---------- Data for this task

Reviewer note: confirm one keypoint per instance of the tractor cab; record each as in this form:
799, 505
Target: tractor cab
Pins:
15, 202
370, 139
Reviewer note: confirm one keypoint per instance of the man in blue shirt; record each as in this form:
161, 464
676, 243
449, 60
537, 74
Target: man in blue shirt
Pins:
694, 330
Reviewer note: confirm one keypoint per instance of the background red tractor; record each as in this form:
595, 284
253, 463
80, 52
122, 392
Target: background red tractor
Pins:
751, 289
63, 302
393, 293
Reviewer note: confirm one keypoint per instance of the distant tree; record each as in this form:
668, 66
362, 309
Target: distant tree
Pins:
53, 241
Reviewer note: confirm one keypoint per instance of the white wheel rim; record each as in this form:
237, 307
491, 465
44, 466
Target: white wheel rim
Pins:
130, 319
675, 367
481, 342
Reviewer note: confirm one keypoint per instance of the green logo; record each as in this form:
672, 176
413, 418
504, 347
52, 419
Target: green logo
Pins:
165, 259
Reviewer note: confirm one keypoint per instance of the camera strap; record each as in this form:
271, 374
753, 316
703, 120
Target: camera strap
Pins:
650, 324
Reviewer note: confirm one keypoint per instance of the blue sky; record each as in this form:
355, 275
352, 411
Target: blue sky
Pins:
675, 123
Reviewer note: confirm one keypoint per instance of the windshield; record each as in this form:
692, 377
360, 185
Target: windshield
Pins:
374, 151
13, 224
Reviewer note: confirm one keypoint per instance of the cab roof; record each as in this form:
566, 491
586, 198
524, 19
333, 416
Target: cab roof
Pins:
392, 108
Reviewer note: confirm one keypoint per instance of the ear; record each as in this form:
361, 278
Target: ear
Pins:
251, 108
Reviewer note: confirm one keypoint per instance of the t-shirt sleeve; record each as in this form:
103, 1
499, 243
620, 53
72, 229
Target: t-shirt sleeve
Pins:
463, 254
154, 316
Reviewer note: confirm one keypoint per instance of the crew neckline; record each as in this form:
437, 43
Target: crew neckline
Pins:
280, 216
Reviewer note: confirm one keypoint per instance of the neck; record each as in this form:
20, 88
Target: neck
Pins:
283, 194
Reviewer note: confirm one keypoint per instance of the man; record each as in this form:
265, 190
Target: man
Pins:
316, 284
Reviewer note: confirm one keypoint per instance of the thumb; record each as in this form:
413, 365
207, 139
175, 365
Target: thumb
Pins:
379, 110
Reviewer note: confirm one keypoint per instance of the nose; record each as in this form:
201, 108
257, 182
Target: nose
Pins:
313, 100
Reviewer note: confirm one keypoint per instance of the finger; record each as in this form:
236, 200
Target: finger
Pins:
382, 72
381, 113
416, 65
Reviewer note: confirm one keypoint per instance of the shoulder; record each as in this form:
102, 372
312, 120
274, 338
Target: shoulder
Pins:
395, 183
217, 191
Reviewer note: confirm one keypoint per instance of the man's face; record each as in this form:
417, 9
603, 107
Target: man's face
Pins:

--------------------

> _Set task_: Exactly and only the lines from the one containing "of the windshield;" through the end of the material are to be reproduced, both ends included.

> _Result of the exercise_:
Reviewer note: confirm one keypoint per instance of the windshield; record each as in this form:
692, 377
360, 185
Target: windshield
Pins:
374, 151
13, 224
Reviewer note: confirm one keypoint per instance of the cab roof; record each as in this form:
566, 491
586, 198
524, 19
333, 416
Target: cab roof
Pins:
392, 108
Reviewer note: confirm one keypoint per instance of the ear; record each as in this form:
361, 278
Target: ear
Pins:
251, 108
Reviewer note: confirm one keypoint per instance of the t-shirt sleeve; record each as in this form:
103, 1
499, 243
620, 53
72, 229
Target: t-shirt sleeve
Pins:
463, 254
154, 316
Reviewer note: confirm one keypoint per instance of the crew neckline; record each as in this form:
437, 43
Target: crew neckline
Pins:
280, 216
Reviewer note: confirm one keypoint per instance of the neck; record each as in this form:
20, 88
Target: neck
Pins:
283, 194
Reviewer note: confirm one keypoint per instance of the man; record each as in this form:
265, 190
Target: man
Pins:
316, 284
Reviewer note: confirm one keypoint per instance of the thumb; record each as in this form:
413, 365
207, 139
175, 365
Target: thumb
Pins:
379, 110
Reviewer note: confirm one keypoint per instance of the nose; record each as in this form:
201, 108
257, 182
Target: nose
Pins:
313, 100
Reviewer note: confirm one keypoint per instance of the finger; record each as in this form:
236, 200
Target: finger
Pins:
382, 72
381, 113
416, 65
Reviewer note: confirm one keypoint per instance of the shoulder; record each as in this form:
102, 372
312, 120
274, 338
Target: shoulder
Pins:
395, 183
217, 191
Reviewer note: confirm one keypoint per instance of the man's face; record each as in this form:
417, 9
603, 107
Target: man's face
Pins:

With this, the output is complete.